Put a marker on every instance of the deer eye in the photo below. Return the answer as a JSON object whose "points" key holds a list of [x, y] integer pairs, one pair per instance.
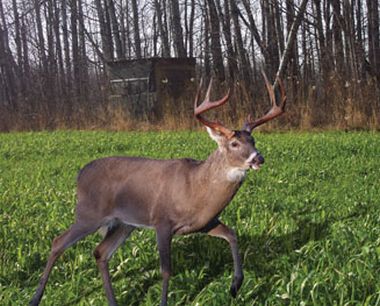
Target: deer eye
{"points": [[234, 144]]}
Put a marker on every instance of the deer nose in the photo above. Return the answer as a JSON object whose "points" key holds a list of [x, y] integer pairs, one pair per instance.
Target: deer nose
{"points": [[259, 159]]}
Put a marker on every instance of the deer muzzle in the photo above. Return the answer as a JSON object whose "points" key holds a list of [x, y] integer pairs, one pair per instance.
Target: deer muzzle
{"points": [[255, 160]]}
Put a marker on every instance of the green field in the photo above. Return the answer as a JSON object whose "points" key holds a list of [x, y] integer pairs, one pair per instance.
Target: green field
{"points": [[308, 223]]}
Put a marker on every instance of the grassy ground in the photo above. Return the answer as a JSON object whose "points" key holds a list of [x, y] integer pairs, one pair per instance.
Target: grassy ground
{"points": [[308, 223]]}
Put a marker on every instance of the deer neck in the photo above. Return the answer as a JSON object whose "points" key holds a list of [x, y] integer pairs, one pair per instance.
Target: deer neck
{"points": [[218, 170]]}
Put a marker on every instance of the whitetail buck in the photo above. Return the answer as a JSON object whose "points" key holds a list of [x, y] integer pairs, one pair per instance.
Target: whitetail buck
{"points": [[174, 197]]}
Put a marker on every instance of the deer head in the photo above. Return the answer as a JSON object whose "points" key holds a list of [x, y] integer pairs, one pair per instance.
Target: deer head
{"points": [[238, 146]]}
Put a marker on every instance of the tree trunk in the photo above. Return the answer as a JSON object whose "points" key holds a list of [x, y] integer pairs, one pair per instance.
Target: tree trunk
{"points": [[179, 47], [216, 48]]}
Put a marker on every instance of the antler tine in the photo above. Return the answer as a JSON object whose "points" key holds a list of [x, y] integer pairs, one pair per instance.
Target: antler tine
{"points": [[207, 105], [275, 111]]}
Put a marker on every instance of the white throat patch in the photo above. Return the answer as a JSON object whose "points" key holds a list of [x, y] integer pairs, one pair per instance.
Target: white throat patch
{"points": [[236, 174]]}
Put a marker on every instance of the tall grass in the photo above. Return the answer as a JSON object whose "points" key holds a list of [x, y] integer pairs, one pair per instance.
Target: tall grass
{"points": [[307, 222]]}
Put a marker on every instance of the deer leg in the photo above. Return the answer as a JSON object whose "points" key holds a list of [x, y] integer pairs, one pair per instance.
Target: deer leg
{"points": [[76, 232], [223, 231], [164, 237], [103, 252]]}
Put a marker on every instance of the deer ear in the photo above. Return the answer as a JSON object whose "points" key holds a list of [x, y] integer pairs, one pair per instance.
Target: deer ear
{"points": [[216, 136]]}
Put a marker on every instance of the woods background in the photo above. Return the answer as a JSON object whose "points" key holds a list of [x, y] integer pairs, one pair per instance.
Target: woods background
{"points": [[53, 55]]}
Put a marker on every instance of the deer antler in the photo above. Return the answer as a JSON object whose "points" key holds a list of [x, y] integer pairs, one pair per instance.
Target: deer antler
{"points": [[274, 112], [207, 105]]}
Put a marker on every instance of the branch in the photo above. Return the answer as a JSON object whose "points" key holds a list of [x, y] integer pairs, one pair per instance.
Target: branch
{"points": [[290, 42]]}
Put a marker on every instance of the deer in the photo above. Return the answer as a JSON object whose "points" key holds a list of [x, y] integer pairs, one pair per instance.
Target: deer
{"points": [[174, 197]]}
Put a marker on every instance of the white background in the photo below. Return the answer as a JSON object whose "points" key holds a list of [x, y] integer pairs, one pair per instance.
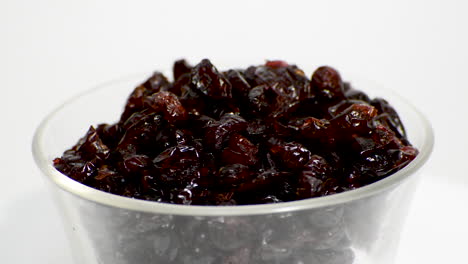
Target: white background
{"points": [[51, 50]]}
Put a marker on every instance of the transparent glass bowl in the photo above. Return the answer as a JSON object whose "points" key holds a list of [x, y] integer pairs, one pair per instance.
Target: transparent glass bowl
{"points": [[360, 226]]}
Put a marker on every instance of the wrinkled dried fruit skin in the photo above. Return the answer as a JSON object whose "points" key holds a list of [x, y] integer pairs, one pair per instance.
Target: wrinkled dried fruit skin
{"points": [[265, 134], [207, 80]]}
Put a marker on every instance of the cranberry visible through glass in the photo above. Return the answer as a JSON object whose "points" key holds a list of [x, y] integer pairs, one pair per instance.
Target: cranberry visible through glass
{"points": [[265, 134]]}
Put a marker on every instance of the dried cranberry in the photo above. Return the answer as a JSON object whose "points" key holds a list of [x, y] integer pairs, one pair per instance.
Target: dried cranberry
{"points": [[266, 134]]}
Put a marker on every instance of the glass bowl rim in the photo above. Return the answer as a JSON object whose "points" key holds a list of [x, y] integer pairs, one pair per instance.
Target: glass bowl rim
{"points": [[112, 200]]}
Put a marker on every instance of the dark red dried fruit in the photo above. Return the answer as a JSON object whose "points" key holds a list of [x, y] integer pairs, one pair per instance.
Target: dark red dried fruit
{"points": [[326, 83], [266, 134], [207, 80]]}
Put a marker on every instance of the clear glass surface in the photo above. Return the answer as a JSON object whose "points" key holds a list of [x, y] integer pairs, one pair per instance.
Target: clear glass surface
{"points": [[360, 226]]}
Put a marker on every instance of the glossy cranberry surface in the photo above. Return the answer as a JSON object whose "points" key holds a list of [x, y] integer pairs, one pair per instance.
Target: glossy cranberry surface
{"points": [[264, 134]]}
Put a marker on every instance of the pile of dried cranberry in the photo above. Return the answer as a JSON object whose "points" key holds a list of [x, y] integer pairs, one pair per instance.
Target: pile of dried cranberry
{"points": [[265, 134]]}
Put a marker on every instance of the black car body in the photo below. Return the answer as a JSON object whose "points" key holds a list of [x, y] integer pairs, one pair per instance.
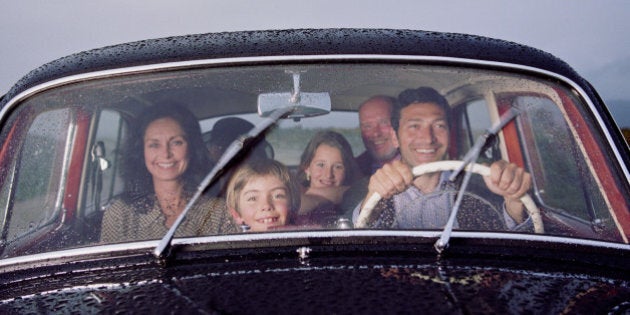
============
> GOAL
Copy out all the items above, changing "Put a marker" to "Place a dot" wherever it occurs and leaving everything else unchanged. Omit the pictures.

> EXERCISE RESPONSE
Place a dot on every instance of the deer eye in the photo below. Return the answer as a JSON object whose "points" key holds a list of [x, y] integer pairs, one pair per instance.
Target: deer eye
{"points": [[234, 144]]}
Place a dot on every instance of the deer nose in the photo above. Return the answer as a JSON object whose "points" key holds a list of [x, y] integer pairs, one pair per instance.
Target: deer nose
{"points": [[259, 159]]}
Place a dot on every instance of the deer muzzle in the photo above. Return the answer as a JSON object whose "points" key holds a list of [x, y] integer pairs, one pair per instance.
Target: deer muzzle
{"points": [[255, 160]]}
Place a dot on every instance of the green field in the photo above. Return the answer as a JSON object whose "points" key holds a list of [x, y] integer pairs, one pair per instance.
Target: green field
{"points": [[308, 223]]}
Place a dot on every instance of the grassy ground in the photo above. Return the answer as a JSON object whose "points" key holds a list of [x, y] integer pairs, one pair per instance.
Target: grassy ground
{"points": [[308, 223]]}
Place a dot on every instance of the deer neck in the photo above. Return the answer as a JSON object whose "points" key holds a list of [x, y] integer pairs, one pair per instance.
Target: deer neck
{"points": [[218, 170]]}
Place a dot on every instance of the whitetail buck in the photo above. Return the answer as a JSON object whose "points" key holds a list of [x, y] integer pairs, one pair per instance.
Target: whitetail buck
{"points": [[174, 197]]}
Place a dot on every instance of the deer head in the photo above. Return the answer as a JSON object whose "points" key holds a list of [x, y] integer pairs, one pair per instance.
Target: deer head
{"points": [[238, 146]]}
Place a dot on every instance of the tree trunk in the photo above. Return the answer as a JSON object whose "points" key holds a list of [x, y] integer pairs, one pair per instance.
Target: tree trunk
{"points": [[179, 47], [216, 48]]}
Place a dot on every instance of the antler tine in the photo above. Return the answer as a JSON object whose "points" key holds a list of [x, y] integer pairs, one pair per instance.
Target: antler tine
{"points": [[207, 105], [275, 111]]}
Place a dot on every instance of the white throat patch in the photo above. Return the answer as a JSON object whose "points" key holds a list of [x, y] integer pairs, one pair per instance.
Target: white throat patch
{"points": [[236, 174]]}
Place a dot on every instance of the tall grass in the photo above. Return the answer as a JSON object whose "points" key holds a list of [x, y] integer pairs, one pair per instance.
Target: tall grass
{"points": [[307, 222]]}
Place a dot on every instance of the deer leg in the photo above. Return the answer as a JSON object whose "points" key holds a list of [x, y] integer pairs, one pair per instance.
Target: deer leg
{"points": [[76, 232], [223, 231], [164, 237], [103, 252]]}
Place a dot on every instance of the deer ear in the photo above. Return the answer as a JSON object whose "points" key holds a list of [x, y] integer pairs, one pair per instance.
Target: deer ear
{"points": [[216, 136]]}
Place a dot on every instance of the woods background in the photo above. Return the answer as a JSON object whose "points" key holds a list of [x, y] integer pairs, one pair per instance.
Target: woods background
{"points": [[53, 55]]}
Place a dot on every instance of the deer antler in the photo above. Return the answer as a JSON object whose "points" key holds a list of [x, y] integer pairs, one pair per instance.
Target: deer antler
{"points": [[274, 112], [207, 105]]}
Place a dot on every instance of the branch in the photo above. Return the answer as a JSON object whose "points" key holds a list of [x, y] integer pairs, one pair per instance.
Target: branch
{"points": [[290, 42]]}
Place a dot on every instance of the deer in the photo above. Return the answer as a JSON object whose "points" key holds a list of [x, y] integer pairs, one pair per instance.
Target: deer
{"points": [[174, 197]]}
Place a dot on every instance of the white background in the photo below. Return the answer as a JSON object whose "points" key holds a list of [x, y] integer pairs, one pair per instance.
Target: white background
{"points": [[51, 50]]}
Place a dot on every instance of the transparent glass bowl in the photo above. Return the answer as a JSON object whose "points" key holds a list of [x, y] integer pairs, one pair per instance.
Target: transparent glass bowl
{"points": [[360, 226]]}
Place a dot on every instance of the wrinkled dried fruit skin in the photo above. Return the answer as a JSON object whose "points" key holds a list of [x, y] integer pairs, one pair per instance.
Target: wrinkled dried fruit skin
{"points": [[265, 134], [207, 80]]}
Place a dot on every instance of the cranberry visible through glass in the photo above. Return the answer as a JSON object whose "points" key holds a list of [x, y] integer pairs, one pair per instance.
Target: cranberry visible through glass
{"points": [[265, 134]]}
Place a dot on every instance of the dried cranberry in the photo above. Return the answer as a JSON object whose "points" key holds a list of [x, y] integer pairs, one pair per instance.
Target: dried cranberry
{"points": [[266, 134]]}
Place a dot on every instance of the glass bowl rim in the photo above. Return the answer as a JSON object whose "points" key holds a list of [x, y] integer pairs, one pair per instance.
Target: glass bowl rim
{"points": [[112, 200]]}
Place a dot on every instance of the dark red dried fruit in the photo above. Return the answer as a JSON object whose "points" key holds a list of [x, y] integer pairs, one pair per instance.
Target: dark red dried fruit
{"points": [[326, 83], [266, 134], [207, 80]]}
Place a dot on every instance of the clear glass surface in the photo above. Return the answer as a JSON object whose "points" key holds a list of [x, y] integer pairs, one pair per instance.
Target: clear glass surface
{"points": [[360, 226]]}
Place a dot on every instance of the glossy cranberry surface in the photo above. Return the answer as a JSON object whose "points" key holds a list of [x, y] integer pairs, one pair per instance.
Target: glossy cranberry surface
{"points": [[264, 134]]}
Place a dot on every instance of the pile of dried cranberry in the photo above. Return the answer as a JSON object whose "points" key holds a list of [x, y] integer pairs, one pair per instance.
Target: pile of dried cranberry
{"points": [[265, 134]]}
Place a dot on every instance of the black car body in the photo below. Return the answer as a JSON object whose "points" key holds a list of [x, y] integer pairs, one pair per instance.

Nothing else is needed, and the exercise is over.